▶ EXCERPTED PASSAGE
Reggie is very happy, ordering pizza delivery and luxuriating in a terry cloth robe with the Presidential seal, until he meets another turkey named Jake (Woody Harrelson), who wants to go back in time to the first Thanksgiving, with the pilgrims and the Native Americans, to persuade them to start a different tradition by eating something other than turkey for dinner. They end up in an egg-shaped time machine adorably voiced by George (“Star Trek”) Takei, and soon are back to the Plymouth Colony in 1621, where they have to rally the wild turkeys who are the ancestors of today’s highly cultivated birds. The leader’s spirited daughter is Jenny (Amy Poehler), a practical-minded turkey who handles her lazy eye problem with aplomb.
Hiding somewhere inside the over-plotting, time-travel anomalies, inconsistent characterization and tone, and family-unfriendly themes of animal slaughter there are some brief moments of humor, but the premise is so ghastly that even that feels hollow. It is supposed to be about sensitivity and empowerment but it comes across as callous and pushy.

▶ COLLECTED DATA
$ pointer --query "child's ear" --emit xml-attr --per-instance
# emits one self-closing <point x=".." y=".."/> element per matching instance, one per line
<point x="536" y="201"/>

▶ TASK TO COMPLETE
Revise the film review from "Hiding somewhere inside" to "callous and pushy.", swapping "ghastly" for "dreadful".

▶ EXERCISE OUTPUT
Hiding somewhere inside the over-plotting, time-travel anomalies, inconsistent characterization and tone, and family-unfriendly themes of animal slaughter there are some brief moments of humor, but the premise is so dreadful that even that feels hollow. It is supposed to be about sensitivity and empowerment but it comes across as callous and pushy.